[Exercise set]
(1) According to the passage on the branch railway line, on what date did the last passenger train depart Pialba?
(2) From the passage on the branch railway line, extract the exact wording starting with "In 1985, Caltex's" and going on through "dispatched by train.".

[Passage provided]
=====

In 1985, Caltex's new oil supertankers were unable to navigate Hervey Bay, which led to the closure of the Urangan Pier. Koppers Ltd. established its large logging treatment plant at Takura Siding. Consignments in wagon loads were attached to trains on a daily bases. Burgowan Siding was established with the discovery of coal in that area. An average of six wagons of coal per day were dispatched by train.

===Closure===
The last passenger train to run on the branch departed Pialba on 7 August 1972, but the railway line was kept open for freight. Pialba was the main freight terminal. The last train to depart from the Urangan freight terminal did so on 29 October 1991, as Caltex stopped operations at the storage facility. The railway line was officially closed on 30 June 1993. The last train to run on the line was No.7M 44 at 10 am on 30 June 1993.

==Present day==
The railway line from Pialba to Urangan was converted into a rail trail. From Takura to Pialba the tracks have been ripped up and from Colton to Takura the tracks lie in a state of severe disrepair. The line has been disconnected from the main North Coast railway line. Traces of the railway line still exist. The track ballast is still visible where the mobility corridor ends in Urangan. Beyond that, there are tracks embedded in Pier Street. A small railway bridge exists where the line to Urangan branched off in Pialba, opposite Pialba Place. There are plans to convert the rest of the line into a rail trail. Pialba railway station still exists, though the platform has been removed and the building has been converted to the Vietnam Veterans Association. Pialba and Takura are the only stations to retain their nameboards.

=====

[Given records]
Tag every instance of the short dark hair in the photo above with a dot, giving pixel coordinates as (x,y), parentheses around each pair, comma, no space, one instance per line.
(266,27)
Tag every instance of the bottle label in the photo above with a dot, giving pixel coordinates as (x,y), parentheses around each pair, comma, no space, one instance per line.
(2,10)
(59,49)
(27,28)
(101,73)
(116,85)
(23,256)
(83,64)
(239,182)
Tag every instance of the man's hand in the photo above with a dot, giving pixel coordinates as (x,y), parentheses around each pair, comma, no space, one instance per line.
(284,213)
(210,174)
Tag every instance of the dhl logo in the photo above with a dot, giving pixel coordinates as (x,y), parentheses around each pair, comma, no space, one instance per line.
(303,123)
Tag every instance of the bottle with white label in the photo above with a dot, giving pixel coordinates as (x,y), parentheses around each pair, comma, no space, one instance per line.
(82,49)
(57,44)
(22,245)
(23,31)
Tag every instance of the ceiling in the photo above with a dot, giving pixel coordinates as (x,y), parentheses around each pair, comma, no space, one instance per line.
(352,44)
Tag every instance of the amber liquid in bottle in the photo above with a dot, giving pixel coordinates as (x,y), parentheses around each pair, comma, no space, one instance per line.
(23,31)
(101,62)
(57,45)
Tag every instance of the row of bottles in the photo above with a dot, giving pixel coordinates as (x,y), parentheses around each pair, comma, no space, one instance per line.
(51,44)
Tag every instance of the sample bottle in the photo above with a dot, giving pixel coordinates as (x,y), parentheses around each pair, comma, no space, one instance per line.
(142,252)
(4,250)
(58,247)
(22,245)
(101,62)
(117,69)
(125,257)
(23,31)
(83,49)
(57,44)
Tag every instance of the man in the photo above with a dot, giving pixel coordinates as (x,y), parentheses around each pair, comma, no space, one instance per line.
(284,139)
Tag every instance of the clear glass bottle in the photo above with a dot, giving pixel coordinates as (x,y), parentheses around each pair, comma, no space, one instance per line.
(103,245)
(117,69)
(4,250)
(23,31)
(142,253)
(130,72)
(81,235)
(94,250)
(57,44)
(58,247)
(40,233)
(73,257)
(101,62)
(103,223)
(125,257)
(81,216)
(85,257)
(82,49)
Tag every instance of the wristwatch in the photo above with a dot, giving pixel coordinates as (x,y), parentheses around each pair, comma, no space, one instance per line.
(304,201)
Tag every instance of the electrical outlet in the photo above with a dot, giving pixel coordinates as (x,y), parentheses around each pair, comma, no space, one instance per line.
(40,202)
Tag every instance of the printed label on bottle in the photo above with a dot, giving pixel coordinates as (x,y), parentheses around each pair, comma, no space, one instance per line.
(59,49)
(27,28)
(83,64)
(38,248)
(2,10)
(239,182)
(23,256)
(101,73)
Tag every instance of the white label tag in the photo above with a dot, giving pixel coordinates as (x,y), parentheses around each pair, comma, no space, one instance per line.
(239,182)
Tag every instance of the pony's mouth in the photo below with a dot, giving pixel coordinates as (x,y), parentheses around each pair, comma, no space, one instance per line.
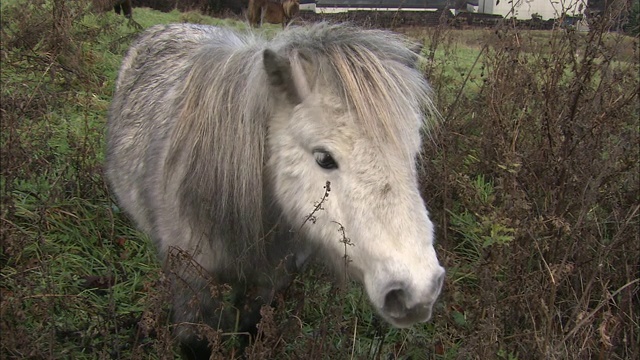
(403,317)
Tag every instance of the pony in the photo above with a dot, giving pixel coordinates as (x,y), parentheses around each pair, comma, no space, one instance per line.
(272,11)
(244,158)
(124,6)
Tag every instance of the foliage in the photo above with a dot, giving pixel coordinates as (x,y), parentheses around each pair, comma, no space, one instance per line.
(532,179)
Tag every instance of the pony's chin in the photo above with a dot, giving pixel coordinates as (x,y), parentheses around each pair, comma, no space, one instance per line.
(407,317)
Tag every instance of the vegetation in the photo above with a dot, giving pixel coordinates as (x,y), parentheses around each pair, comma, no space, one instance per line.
(533,179)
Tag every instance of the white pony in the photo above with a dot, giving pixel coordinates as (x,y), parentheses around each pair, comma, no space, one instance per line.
(243,157)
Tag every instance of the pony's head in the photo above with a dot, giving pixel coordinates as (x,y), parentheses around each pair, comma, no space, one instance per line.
(348,114)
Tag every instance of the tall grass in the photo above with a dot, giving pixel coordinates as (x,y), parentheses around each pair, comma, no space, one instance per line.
(532,179)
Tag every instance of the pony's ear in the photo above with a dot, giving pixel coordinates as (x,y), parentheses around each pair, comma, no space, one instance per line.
(281,75)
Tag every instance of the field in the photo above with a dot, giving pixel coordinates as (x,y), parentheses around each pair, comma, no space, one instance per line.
(532,178)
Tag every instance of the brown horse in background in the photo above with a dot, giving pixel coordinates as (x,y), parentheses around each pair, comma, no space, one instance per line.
(271,11)
(124,6)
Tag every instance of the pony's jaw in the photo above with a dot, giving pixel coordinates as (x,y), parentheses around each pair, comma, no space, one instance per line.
(387,242)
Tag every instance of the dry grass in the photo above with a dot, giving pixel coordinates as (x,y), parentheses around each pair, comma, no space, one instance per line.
(532,179)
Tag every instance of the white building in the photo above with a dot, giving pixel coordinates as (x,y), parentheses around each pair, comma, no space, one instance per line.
(524,9)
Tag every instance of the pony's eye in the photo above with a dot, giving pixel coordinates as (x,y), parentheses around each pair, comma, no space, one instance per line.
(325,160)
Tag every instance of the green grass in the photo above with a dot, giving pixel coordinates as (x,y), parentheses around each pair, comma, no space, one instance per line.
(78,281)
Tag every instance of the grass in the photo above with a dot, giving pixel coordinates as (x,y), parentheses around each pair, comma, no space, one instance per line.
(532,180)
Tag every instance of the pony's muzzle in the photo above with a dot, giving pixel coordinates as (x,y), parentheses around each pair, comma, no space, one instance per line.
(400,308)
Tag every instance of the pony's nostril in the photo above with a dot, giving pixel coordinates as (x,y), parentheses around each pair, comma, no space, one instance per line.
(395,303)
(439,282)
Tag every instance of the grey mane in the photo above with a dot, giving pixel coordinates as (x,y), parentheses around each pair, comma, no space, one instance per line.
(226,104)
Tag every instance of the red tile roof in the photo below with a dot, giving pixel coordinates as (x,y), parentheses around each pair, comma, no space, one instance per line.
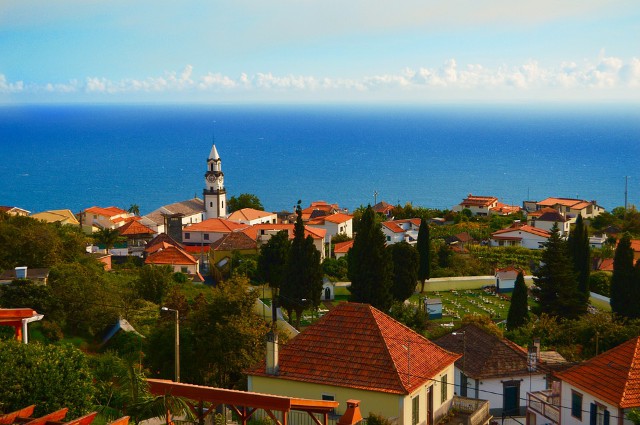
(613,376)
(170,255)
(524,228)
(215,225)
(248,214)
(342,247)
(107,212)
(134,227)
(474,200)
(487,356)
(358,346)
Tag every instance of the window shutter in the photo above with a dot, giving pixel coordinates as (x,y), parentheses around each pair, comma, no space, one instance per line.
(593,414)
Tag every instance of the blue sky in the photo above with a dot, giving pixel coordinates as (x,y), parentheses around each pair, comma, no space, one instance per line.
(406,51)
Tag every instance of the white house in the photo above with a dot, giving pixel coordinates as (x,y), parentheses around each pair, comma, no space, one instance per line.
(334,224)
(186,212)
(495,369)
(572,207)
(548,217)
(520,235)
(209,230)
(401,230)
(478,205)
(252,216)
(506,279)
(600,391)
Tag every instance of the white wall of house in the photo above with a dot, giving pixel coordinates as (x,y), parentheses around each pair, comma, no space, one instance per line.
(200,238)
(527,240)
(567,415)
(493,389)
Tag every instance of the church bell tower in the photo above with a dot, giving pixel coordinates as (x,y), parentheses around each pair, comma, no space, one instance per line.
(215,195)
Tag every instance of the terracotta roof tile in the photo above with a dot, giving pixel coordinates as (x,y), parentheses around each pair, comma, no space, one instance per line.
(486,355)
(613,376)
(358,346)
(134,227)
(170,255)
(215,225)
(342,247)
(234,240)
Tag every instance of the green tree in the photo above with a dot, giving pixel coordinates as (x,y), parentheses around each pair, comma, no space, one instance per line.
(245,200)
(556,281)
(154,282)
(580,251)
(302,284)
(239,335)
(405,270)
(108,237)
(49,376)
(273,258)
(370,266)
(424,251)
(518,309)
(622,278)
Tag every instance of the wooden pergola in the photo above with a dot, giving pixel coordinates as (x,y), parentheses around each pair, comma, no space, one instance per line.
(243,403)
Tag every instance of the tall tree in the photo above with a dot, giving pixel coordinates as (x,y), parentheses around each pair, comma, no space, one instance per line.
(244,200)
(273,259)
(622,279)
(518,311)
(302,284)
(424,251)
(580,252)
(556,280)
(405,270)
(370,267)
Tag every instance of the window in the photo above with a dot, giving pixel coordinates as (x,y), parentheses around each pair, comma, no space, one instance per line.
(576,405)
(415,410)
(598,415)
(464,383)
(443,389)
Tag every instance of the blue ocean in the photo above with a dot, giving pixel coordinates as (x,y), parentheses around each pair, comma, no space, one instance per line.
(77,156)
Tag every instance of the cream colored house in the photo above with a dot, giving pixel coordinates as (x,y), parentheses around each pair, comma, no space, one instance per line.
(357,352)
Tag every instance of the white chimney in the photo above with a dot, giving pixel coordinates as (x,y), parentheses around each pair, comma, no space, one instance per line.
(21,272)
(273,365)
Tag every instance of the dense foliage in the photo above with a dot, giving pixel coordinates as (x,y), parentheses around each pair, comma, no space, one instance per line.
(49,376)
(555,280)
(518,309)
(370,266)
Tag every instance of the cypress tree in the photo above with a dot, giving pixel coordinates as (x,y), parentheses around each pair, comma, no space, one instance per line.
(302,284)
(581,256)
(556,281)
(518,311)
(370,267)
(405,270)
(622,279)
(424,253)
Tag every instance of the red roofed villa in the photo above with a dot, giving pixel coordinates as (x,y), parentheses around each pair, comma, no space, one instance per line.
(357,351)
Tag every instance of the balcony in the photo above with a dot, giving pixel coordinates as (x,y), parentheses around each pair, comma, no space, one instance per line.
(466,411)
(545,403)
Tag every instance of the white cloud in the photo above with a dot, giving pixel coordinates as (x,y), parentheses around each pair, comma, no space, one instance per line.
(606,76)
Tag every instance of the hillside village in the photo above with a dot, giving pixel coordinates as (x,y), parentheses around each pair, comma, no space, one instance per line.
(121,286)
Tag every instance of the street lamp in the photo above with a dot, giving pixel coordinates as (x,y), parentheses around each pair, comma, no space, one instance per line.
(463,376)
(177,341)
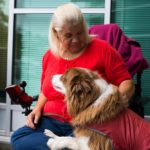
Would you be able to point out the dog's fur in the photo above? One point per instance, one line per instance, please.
(89, 99)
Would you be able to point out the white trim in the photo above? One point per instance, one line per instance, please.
(51, 10)
(107, 11)
(9, 63)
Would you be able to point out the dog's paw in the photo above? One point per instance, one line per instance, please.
(49, 133)
(52, 144)
(63, 142)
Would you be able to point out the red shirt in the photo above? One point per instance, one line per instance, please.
(128, 131)
(98, 56)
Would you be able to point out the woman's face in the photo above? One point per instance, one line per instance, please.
(72, 38)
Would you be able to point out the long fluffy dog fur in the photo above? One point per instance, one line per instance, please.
(89, 99)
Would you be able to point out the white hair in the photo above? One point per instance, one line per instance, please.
(65, 14)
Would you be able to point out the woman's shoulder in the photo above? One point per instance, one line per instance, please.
(96, 40)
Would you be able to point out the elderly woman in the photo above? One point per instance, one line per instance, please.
(71, 46)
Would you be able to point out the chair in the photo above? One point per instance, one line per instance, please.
(130, 50)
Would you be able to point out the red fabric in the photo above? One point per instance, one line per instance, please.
(129, 49)
(128, 131)
(98, 56)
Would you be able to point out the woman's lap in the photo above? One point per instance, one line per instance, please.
(34, 139)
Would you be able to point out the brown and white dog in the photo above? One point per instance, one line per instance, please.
(97, 113)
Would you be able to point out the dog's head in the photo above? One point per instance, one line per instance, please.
(80, 87)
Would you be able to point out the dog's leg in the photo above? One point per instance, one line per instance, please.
(111, 90)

=====

[Results of the tasks]
(1) 7 August 1972

(2)
In 1985, Caltex's new oil supertankers were unable to navigate Hervey Bay, which led to the closure of the Urangan Pier. Koppers Ltd. established its large logging treatment plant at Takura Siding. Consignments in wagon loads were attached to trains on a daily bases. Burgowan Siding was established with the discovery of coal in that area. An average of six wagons of coal per day were dispatched by train.